(Beginning of Data for processing)
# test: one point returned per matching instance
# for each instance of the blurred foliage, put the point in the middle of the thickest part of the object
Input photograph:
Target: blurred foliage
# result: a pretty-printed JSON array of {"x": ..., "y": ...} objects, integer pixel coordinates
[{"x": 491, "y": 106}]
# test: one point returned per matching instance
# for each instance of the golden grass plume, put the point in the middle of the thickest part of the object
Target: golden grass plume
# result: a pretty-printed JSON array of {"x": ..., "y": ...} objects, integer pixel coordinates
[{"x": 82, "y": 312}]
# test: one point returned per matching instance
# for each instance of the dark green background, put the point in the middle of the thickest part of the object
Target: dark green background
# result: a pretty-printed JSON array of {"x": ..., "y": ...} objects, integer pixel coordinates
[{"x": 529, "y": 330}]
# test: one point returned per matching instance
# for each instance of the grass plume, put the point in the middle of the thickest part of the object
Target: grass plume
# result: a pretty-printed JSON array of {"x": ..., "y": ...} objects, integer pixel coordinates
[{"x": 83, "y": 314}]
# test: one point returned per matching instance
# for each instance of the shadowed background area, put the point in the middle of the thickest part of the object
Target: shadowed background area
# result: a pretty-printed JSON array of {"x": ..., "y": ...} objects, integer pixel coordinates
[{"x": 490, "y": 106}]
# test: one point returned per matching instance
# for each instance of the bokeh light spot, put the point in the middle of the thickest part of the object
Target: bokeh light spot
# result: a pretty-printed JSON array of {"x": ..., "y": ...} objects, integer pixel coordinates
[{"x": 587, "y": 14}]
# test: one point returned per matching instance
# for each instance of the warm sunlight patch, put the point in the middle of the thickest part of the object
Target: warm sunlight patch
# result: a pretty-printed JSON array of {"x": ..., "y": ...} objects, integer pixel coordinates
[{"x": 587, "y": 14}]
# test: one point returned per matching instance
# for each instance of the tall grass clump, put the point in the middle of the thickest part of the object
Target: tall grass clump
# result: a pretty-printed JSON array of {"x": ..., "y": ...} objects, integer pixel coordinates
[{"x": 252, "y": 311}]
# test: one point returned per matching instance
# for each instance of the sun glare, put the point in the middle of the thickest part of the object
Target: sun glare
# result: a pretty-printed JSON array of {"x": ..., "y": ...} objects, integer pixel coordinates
(End of Data for processing)
#### What is required
Your task is to transcribe each record faithfully and in full.

#### Written answer
# test: one point returned per matching instance
# for each instance of the blurred foliage, put the point in the middle of the thickest part of the object
Input photograph:
Target: blurred foliage
# result: a pretty-printed JSON array of {"x": ..., "y": ...} objects, integer pixel coordinates
[{"x": 491, "y": 106}]
# test: one point returned per matching instance
# for each instance of the golden grass plume, put the point in the middle of the thickest part of the object
Target: golden grass plume
# result: a pretty-printed JSON array of {"x": ..., "y": ...} objects, integer pixel coordinates
[{"x": 82, "y": 312}]
# test: one point returned per matching instance
# for each instance of the dark green background, put the point in the middle of the thickest part of the object
Target: dark green background
# result: a pretty-printed JSON array of {"x": ..., "y": ...} objects, integer pixel coordinates
[{"x": 529, "y": 330}]
# test: one point returned per matching instance
# for each instance of the grass plume, put the point in the middle of the thickest part of the object
Target: grass plume
# result: a pretty-printed JSON array of {"x": ..., "y": ...} objects, integer pixel coordinates
[{"x": 83, "y": 314}]
# test: one point returned per matching instance
# for each instance of the shadowed background area, put the point in the middle of the thickest part of the object
Target: shadowed background area
# result: a pretty-printed JSON array of {"x": ..., "y": ...} objects, integer pixel coordinates
[{"x": 490, "y": 106}]
# test: one point returned per matching instance
# for each instance of the bokeh light spot, put the point in the middle of the thickest part of the object
Target: bokeh light spot
# result: a pretty-printed JSON array of {"x": ..., "y": ...} objects, integer pixel coordinates
[{"x": 587, "y": 14}]
# test: one point returned per matching instance
# for each instance of the warm sunlight patch, put the point in the middle of the thickest part of the object
Target: warm sunlight patch
# result: a pretty-printed JSON array of {"x": ..., "y": ...} objects, integer pixel coordinates
[{"x": 587, "y": 14}]
# test: one point returned per matching instance
# for each instance of the tall grass clump, put the point in the middle of the thickest part of the object
Target: tall grass clump
# result: a pretty-printed JSON array of {"x": ..., "y": ...} objects, integer pixel coordinates
[{"x": 252, "y": 311}]
# test: one point returned per matching instance
# for each instance of the sun glare, put the point in the middle of the thickest part of the object
Target: sun glare
# result: a pretty-printed JSON array of {"x": ..., "y": ...} objects, integer pixel coordinates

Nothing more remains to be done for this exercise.